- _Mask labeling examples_
··········

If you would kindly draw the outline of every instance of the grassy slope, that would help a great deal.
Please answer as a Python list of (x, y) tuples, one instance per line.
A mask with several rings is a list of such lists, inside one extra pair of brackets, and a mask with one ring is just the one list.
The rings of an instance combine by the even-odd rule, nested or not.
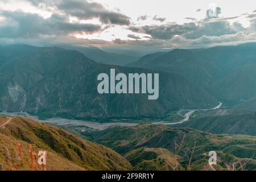
[[(256, 169), (256, 160), (253, 160), (255, 158), (251, 155), (252, 151), (255, 151), (253, 147), (255, 147), (256, 138), (254, 136), (213, 135), (193, 129), (172, 129), (149, 123), (136, 127), (115, 127), (96, 132), (93, 135), (94, 141), (124, 155), (134, 164), (135, 169), (170, 169), (168, 168), (169, 165), (166, 165), (168, 164), (166, 158), (162, 158), (164, 159), (162, 163), (156, 160), (161, 159), (160, 148), (176, 155), (174, 158), (173, 155), (169, 155), (172, 156), (170, 158), (178, 160), (180, 169), (188, 169), (195, 144), (189, 169), (211, 169), (208, 164), (209, 158), (205, 155), (212, 150), (216, 151), (219, 157), (218, 165), (214, 167), (216, 169), (230, 169), (230, 166), (236, 162), (241, 162), (242, 164), (247, 163), (245, 169)], [(183, 144), (180, 151), (177, 152), (177, 144), (181, 143)], [(246, 152), (236, 150), (237, 147)], [(151, 151), (145, 151), (144, 148), (151, 148)], [(239, 166), (237, 167), (240, 168)]]
[(217, 134), (255, 135), (256, 113), (199, 117), (175, 127), (191, 127)]
[[(83, 140), (59, 128), (36, 122), (31, 119), (14, 117), (0, 128), (0, 163), (7, 164), (5, 146), (12, 159), (18, 155), (16, 144), (22, 144), (28, 160), (28, 144), (34, 150), (48, 152), (48, 169), (123, 170), (130, 164), (117, 152), (101, 145)], [(20, 168), (27, 169), (28, 166)]]

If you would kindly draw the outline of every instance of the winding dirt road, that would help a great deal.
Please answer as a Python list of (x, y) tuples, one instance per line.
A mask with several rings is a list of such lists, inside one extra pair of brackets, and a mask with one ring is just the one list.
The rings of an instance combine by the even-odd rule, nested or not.
[(5, 125), (6, 125), (7, 124), (8, 124), (8, 123), (11, 120), (12, 118), (10, 117), (7, 117), (7, 118), (9, 118), (9, 119), (5, 122), (5, 123), (0, 125), (0, 127), (2, 127), (3, 126), (5, 126)]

··········

- _What you will do_
Please rewrite all the records above, swapping every "instance" for "object" and leaving everything else unchanged. Omit the pictures from your answer.

- _Answer_
If you would kindly draw the outline of every object of the grassy slope, that would help a great deal.
Please answer as a Python list of (x, y) tuples, one object per line.
A mask with several rings is a list of such lists, inside one extra pair of brackets, and a mask with one ring is just the one list.
The rings of an object combine by the even-odd rule, nested or not.
[[(256, 169), (256, 160), (253, 160), (255, 158), (251, 155), (252, 151), (255, 151), (253, 147), (255, 147), (256, 138), (254, 136), (213, 135), (193, 129), (172, 129), (149, 123), (136, 127), (115, 127), (96, 132), (93, 135), (94, 141), (124, 155), (134, 164), (135, 169), (170, 169), (168, 168), (169, 165), (166, 165), (168, 164), (166, 158), (162, 158), (164, 159), (162, 163), (156, 160), (161, 159), (160, 148), (176, 155), (174, 158), (173, 155), (169, 155), (172, 156), (170, 158), (178, 160), (180, 169), (188, 169), (195, 144), (189, 169), (211, 169), (208, 164), (209, 158), (205, 155), (212, 150), (216, 151), (219, 157), (218, 165), (214, 167), (216, 169), (230, 169), (230, 166), (236, 162), (241, 162), (242, 164), (247, 163), (245, 169)], [(183, 144), (180, 151), (177, 152), (177, 144), (181, 143)], [(246, 152), (236, 150), (237, 147)], [(151, 151), (145, 151), (144, 148), (151, 148)], [(239, 166), (237, 167), (240, 168)]]
[(217, 134), (255, 135), (256, 113), (199, 117), (175, 127), (191, 127)]
[[(83, 140), (59, 128), (36, 122), (31, 119), (14, 117), (0, 128), (0, 163), (7, 164), (5, 146), (12, 159), (18, 155), (16, 144), (22, 144), (28, 160), (28, 144), (34, 150), (48, 152), (48, 169), (123, 170), (130, 164), (117, 152), (101, 145)], [(20, 168), (27, 169), (28, 166)]]

If you would kindly draw the outline of every object of the winding dirt road, that would help a great deal.
Please answer as a Python list of (x, y) tuples, one object per line.
A mask with several rings is a list of such lists, inside one extra pair of brackets, and a mask with one ring is just the one list.
The rings of an object combine by the even-odd rule, nested or not.
[(5, 125), (6, 125), (7, 124), (8, 124), (8, 123), (11, 120), (12, 118), (10, 117), (7, 117), (7, 118), (9, 118), (9, 119), (5, 122), (5, 123), (0, 125), (0, 127), (2, 127), (3, 126), (5, 126)]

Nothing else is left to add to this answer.